Collected data

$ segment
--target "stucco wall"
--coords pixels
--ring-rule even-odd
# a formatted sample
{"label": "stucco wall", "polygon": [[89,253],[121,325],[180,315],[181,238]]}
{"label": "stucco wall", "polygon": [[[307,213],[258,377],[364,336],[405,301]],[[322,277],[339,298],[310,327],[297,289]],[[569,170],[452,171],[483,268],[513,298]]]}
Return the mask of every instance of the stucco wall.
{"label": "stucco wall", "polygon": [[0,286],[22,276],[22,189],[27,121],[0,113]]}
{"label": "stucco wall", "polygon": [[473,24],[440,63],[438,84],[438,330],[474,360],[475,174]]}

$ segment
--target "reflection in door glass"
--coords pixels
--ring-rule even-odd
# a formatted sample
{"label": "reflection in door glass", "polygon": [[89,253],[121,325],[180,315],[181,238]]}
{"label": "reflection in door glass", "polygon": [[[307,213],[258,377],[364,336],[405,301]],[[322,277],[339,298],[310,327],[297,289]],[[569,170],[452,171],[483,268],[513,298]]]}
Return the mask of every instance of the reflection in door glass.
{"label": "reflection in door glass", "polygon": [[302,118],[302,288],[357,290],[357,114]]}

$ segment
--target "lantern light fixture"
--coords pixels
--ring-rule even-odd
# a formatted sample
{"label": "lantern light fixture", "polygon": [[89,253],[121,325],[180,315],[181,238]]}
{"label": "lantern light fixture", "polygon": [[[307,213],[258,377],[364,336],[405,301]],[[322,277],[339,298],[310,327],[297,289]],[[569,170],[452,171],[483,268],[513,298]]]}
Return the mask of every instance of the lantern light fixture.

» Exercise aim
Repeat the lines above exactly.

» Answer to the exercise
$ segment
--target "stucco wall"
--coords pixels
--ring-rule even-odd
# a formatted sample
{"label": "stucco wall", "polygon": [[89,253],[121,325],[180,315],[181,238]]}
{"label": "stucco wall", "polygon": [[[307,213],[258,377],[364,336],[405,301]],[[322,277],[339,298],[310,327],[297,289]],[[569,170],[452,171],[483,268],[513,298]]]}
Return the mask of every instance of the stucco wall.
{"label": "stucco wall", "polygon": [[0,286],[22,276],[22,189],[27,121],[0,113]]}
{"label": "stucco wall", "polygon": [[473,24],[440,63],[438,84],[438,330],[474,360],[475,174]]}

$ segment
--target "reflection in door glass"
--coords pixels
--ring-rule even-odd
# a formatted sample
{"label": "reflection in door glass", "polygon": [[89,253],[121,325],[180,315],[181,238]]}
{"label": "reflection in door glass", "polygon": [[[307,213],[258,377],[364,336],[405,301]],[[322,277],[339,298],[310,327],[297,289]],[[569,170],[452,171],[483,268],[513,298]]]}
Return the mask of every instance of the reflection in door glass.
{"label": "reflection in door glass", "polygon": [[302,118],[302,288],[357,290],[357,114]]}

$ segment
--target "lantern light fixture"
--coords pixels
--ring-rule even-odd
# a formatted sample
{"label": "lantern light fixture", "polygon": [[89,253],[121,325],[180,315],[181,238]]}
{"label": "lantern light fixture", "polygon": [[[307,213],[258,377],[364,336],[405,301]],[[322,277],[339,298],[310,327],[297,289]],[[569,170],[452,171],[483,268],[513,298]]]}
Return the mask of every instance of the lantern light fixture.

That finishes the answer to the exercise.